- _Directions_: Copy the material starting at its first line and ending at the line that contains "(1040, 507)", with "grass field" swapped for "meadow" and everything else left the same.

- _Data listing_:

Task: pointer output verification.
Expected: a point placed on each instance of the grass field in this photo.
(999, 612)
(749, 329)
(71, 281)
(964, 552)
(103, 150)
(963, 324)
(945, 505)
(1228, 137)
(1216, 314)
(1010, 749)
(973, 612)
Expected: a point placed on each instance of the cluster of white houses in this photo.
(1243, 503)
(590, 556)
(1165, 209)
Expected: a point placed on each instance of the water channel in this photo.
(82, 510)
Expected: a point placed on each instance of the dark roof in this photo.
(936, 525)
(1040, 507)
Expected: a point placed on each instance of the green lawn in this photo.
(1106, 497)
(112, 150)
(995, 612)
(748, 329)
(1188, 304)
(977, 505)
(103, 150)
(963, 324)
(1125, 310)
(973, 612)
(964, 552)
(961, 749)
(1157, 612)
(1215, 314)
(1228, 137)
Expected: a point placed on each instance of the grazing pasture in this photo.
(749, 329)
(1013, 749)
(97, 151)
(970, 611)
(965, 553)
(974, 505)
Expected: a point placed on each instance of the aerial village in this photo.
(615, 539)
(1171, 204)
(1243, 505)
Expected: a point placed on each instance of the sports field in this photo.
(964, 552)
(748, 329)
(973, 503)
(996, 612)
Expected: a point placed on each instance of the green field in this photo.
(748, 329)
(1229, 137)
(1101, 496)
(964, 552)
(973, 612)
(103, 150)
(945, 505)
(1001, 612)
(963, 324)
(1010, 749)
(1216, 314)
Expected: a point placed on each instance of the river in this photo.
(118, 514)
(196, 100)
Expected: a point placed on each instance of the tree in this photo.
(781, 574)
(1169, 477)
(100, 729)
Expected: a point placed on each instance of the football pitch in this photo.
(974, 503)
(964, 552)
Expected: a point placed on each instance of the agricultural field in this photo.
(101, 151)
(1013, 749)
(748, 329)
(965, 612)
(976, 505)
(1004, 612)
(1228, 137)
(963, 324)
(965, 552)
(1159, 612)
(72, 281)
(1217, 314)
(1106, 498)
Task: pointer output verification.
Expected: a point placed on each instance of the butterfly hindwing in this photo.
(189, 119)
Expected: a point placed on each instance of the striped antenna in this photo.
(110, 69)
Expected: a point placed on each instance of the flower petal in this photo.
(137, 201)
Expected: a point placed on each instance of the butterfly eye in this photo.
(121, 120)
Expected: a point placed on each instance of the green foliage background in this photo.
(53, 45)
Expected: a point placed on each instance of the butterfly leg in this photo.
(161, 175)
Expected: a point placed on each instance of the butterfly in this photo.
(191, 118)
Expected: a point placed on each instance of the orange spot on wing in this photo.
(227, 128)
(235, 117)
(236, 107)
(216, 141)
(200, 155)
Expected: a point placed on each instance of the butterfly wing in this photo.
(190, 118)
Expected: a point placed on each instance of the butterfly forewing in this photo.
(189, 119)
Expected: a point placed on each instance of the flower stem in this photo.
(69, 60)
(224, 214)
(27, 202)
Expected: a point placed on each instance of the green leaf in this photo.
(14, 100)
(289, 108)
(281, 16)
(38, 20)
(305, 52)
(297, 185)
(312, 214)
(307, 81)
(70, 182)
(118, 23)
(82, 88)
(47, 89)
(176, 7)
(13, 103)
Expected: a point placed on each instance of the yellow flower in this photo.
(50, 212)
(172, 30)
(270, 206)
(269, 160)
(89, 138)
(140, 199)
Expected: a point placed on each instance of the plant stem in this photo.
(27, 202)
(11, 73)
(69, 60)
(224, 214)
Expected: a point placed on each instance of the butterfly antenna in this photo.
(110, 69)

- _Response to this exercise_:
Task: pointer output verification.
Expected: a point placed on each instance of the meadow in this photo.
(999, 612)
(749, 329)
(71, 281)
(964, 552)
(103, 150)
(963, 324)
(945, 505)
(1228, 137)
(1216, 314)
(1010, 749)
(973, 612)
Expected: a point placed on each instance of the cluster of white houses in this photo.
(1243, 503)
(590, 556)
(1165, 209)
Expected: a point placed on each instance of the water channel in this photo.
(82, 510)
Expected: a point placed on each instance of the dark roof in this photo.
(936, 525)
(1040, 507)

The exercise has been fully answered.